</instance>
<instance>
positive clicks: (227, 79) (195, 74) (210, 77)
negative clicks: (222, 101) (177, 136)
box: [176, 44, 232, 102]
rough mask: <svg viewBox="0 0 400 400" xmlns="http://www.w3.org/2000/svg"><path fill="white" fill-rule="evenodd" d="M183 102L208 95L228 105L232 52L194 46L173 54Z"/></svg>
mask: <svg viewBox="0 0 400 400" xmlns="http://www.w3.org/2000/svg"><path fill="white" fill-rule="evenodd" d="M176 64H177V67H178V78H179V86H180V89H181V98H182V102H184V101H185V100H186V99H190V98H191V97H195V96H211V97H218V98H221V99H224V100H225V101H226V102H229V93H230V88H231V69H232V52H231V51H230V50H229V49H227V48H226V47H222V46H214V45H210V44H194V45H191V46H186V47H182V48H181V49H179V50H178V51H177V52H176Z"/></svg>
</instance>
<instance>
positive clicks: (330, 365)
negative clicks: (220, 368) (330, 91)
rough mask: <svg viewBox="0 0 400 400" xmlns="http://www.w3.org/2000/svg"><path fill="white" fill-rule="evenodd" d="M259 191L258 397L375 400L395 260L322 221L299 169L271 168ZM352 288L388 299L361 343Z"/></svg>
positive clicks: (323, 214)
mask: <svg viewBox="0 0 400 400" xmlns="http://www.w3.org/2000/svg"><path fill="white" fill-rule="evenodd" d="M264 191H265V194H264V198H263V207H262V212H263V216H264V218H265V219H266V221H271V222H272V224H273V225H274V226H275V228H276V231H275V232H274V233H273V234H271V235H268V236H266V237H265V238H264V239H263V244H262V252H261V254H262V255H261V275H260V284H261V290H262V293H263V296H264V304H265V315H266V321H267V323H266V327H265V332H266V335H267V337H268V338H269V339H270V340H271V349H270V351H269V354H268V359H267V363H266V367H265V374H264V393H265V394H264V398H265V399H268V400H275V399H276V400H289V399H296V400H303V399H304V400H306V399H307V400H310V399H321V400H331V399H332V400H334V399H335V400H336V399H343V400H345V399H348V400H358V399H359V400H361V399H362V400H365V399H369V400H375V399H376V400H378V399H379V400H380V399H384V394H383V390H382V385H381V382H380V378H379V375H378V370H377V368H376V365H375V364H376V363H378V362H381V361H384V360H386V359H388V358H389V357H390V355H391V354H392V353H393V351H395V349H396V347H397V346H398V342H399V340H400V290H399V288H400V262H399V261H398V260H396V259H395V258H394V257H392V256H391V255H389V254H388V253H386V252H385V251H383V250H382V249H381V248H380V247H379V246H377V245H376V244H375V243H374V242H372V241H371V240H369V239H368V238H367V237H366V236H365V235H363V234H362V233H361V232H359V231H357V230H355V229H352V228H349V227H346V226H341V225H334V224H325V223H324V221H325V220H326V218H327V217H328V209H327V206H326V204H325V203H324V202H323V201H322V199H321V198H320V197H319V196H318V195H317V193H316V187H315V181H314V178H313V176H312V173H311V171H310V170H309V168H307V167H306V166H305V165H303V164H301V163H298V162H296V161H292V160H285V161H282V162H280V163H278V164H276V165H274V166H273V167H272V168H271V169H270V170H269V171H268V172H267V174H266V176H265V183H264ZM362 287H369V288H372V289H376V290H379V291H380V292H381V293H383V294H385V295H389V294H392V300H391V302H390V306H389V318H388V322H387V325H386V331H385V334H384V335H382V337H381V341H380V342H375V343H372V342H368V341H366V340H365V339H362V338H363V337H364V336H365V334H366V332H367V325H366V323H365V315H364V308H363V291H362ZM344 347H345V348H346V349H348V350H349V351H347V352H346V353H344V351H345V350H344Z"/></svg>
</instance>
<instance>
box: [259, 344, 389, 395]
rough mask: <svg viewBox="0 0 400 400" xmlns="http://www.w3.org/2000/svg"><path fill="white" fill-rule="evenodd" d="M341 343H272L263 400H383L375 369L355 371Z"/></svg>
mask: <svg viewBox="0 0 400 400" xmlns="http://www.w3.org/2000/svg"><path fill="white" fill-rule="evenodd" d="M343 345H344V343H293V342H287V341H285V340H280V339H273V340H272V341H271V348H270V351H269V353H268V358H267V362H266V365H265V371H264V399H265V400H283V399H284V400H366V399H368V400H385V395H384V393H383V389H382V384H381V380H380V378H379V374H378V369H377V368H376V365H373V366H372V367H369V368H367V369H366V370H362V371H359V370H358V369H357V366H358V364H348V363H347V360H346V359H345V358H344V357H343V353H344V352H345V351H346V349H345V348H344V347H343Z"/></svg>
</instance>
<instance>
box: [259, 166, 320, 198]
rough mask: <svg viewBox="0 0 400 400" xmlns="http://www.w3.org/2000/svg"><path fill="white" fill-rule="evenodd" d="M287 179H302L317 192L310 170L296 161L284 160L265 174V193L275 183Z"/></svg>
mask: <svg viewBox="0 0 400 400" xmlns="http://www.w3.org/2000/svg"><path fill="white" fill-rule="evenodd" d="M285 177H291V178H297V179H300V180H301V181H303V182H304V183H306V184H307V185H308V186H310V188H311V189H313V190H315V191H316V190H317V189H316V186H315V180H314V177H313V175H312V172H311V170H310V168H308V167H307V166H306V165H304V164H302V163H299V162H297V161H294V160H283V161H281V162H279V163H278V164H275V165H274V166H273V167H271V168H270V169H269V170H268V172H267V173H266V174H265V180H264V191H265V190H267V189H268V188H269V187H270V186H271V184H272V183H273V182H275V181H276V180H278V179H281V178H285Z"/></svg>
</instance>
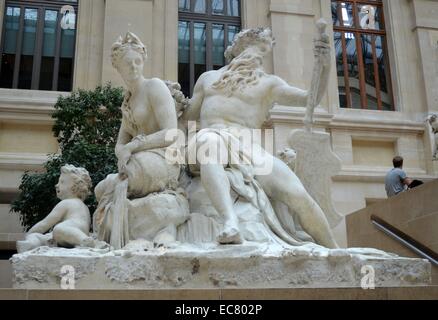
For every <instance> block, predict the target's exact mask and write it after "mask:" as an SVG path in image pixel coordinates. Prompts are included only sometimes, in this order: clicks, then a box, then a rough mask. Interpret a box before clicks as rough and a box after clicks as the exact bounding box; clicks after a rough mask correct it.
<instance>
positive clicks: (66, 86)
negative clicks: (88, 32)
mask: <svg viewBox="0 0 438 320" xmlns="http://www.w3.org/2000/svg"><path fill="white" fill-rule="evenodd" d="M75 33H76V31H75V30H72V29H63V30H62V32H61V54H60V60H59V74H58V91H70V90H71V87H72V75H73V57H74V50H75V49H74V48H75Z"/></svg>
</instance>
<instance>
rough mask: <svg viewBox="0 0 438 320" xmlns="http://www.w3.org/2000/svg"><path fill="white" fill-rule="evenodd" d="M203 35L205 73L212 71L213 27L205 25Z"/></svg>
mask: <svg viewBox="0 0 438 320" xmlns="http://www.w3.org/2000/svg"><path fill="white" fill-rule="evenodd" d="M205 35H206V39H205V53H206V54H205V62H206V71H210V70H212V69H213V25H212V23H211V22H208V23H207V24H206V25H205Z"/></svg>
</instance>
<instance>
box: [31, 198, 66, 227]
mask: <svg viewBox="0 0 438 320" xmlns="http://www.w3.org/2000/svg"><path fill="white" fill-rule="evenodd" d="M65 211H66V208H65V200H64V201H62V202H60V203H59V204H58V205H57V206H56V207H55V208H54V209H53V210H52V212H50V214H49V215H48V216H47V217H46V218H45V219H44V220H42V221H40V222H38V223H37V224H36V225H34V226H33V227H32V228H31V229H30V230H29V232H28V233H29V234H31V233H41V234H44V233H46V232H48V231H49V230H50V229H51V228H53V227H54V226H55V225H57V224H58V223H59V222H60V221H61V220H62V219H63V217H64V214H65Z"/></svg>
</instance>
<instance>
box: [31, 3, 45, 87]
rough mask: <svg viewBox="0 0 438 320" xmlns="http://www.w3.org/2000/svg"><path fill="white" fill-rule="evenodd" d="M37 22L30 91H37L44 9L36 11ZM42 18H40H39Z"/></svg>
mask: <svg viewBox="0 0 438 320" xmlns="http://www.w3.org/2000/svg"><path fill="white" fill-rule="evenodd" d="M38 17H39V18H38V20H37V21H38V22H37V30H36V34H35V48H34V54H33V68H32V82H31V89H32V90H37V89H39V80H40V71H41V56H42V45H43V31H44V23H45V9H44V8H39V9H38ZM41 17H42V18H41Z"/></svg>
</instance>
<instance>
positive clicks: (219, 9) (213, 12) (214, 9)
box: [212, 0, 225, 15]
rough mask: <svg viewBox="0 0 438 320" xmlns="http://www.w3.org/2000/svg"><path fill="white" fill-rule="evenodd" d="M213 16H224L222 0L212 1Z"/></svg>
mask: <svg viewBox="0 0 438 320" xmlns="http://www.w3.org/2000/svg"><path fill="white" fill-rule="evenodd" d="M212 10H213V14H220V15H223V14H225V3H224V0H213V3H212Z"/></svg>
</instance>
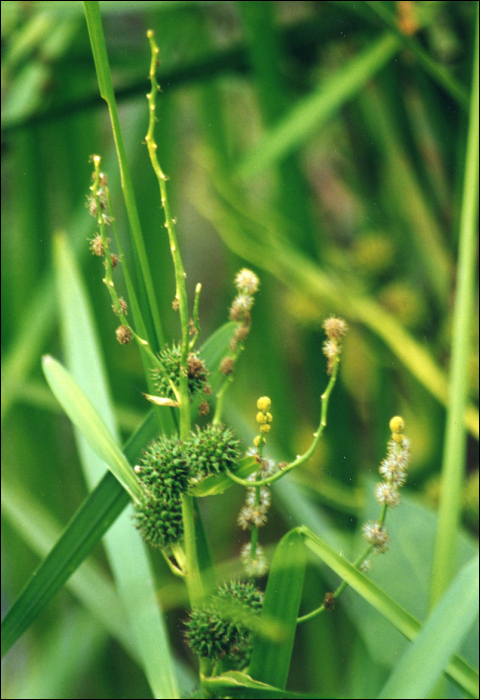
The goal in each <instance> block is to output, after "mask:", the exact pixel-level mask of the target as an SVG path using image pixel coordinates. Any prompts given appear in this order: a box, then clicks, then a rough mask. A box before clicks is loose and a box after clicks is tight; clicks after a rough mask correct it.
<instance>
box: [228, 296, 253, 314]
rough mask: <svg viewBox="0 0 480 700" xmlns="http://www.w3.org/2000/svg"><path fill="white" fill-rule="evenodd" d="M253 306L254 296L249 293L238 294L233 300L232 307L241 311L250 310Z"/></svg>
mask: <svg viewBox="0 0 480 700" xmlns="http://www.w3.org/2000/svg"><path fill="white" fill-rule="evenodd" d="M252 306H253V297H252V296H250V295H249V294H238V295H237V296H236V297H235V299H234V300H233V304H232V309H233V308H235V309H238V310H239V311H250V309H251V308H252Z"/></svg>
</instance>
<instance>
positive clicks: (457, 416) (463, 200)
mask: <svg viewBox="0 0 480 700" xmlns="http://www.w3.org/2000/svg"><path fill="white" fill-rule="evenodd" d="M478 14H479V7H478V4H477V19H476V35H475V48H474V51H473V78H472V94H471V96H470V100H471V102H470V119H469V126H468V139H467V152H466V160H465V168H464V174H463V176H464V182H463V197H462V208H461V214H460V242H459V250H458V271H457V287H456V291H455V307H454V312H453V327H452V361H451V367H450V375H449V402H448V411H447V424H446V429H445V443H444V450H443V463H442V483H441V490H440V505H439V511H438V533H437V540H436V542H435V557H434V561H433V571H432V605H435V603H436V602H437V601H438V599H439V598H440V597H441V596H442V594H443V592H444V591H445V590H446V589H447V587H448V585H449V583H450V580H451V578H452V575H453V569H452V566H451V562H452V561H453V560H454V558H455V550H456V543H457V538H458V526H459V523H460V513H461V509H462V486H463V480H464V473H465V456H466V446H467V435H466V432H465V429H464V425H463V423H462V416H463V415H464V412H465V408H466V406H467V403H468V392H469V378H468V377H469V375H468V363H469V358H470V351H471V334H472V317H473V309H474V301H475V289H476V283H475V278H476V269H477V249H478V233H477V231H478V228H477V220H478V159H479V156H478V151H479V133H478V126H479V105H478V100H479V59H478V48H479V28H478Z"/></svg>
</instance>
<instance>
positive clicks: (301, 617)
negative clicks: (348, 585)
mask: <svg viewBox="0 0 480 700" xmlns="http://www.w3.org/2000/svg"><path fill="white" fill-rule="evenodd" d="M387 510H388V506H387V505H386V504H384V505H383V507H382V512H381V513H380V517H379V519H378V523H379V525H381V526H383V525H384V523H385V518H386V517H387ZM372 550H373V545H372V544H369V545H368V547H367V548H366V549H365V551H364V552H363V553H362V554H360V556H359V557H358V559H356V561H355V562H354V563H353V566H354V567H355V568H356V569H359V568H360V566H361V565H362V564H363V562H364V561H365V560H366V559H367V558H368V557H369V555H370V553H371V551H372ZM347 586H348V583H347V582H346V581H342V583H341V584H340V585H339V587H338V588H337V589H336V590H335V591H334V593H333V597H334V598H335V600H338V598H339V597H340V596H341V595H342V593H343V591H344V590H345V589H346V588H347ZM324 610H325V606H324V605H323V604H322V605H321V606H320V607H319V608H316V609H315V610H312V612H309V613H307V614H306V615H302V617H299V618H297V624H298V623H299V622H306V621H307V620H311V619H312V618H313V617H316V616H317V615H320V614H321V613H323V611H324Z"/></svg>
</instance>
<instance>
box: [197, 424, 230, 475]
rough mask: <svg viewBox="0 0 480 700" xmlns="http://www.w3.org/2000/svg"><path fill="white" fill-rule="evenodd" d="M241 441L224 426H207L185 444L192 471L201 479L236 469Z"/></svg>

============================================================

WORK REQUIRED :: Check each line of the material for the word "pixel". Copy the ones that have it.

PROBLEM SOLUTION ::
For every <instance> block, predict the target's exact mask and write it after "mask:" as an SVG path in image pixel coordinates. Prompts are included only sometimes, in this order: clicks, then a box, then a rough mask. Interpret a box before clicks as rough and a box after clicks as the exact bounding box; clicks after a rough mask correct it.
The goal in each <instance> block is to output, after "mask:", the exact pixel-level mask of the target as an SVG path using image pixel coordinates. Any prompts given appear in this order: a box, then clicks, then a rough mask. A box before clicks is loose and a box after clicks is tight; clicks after a rough mask correct it.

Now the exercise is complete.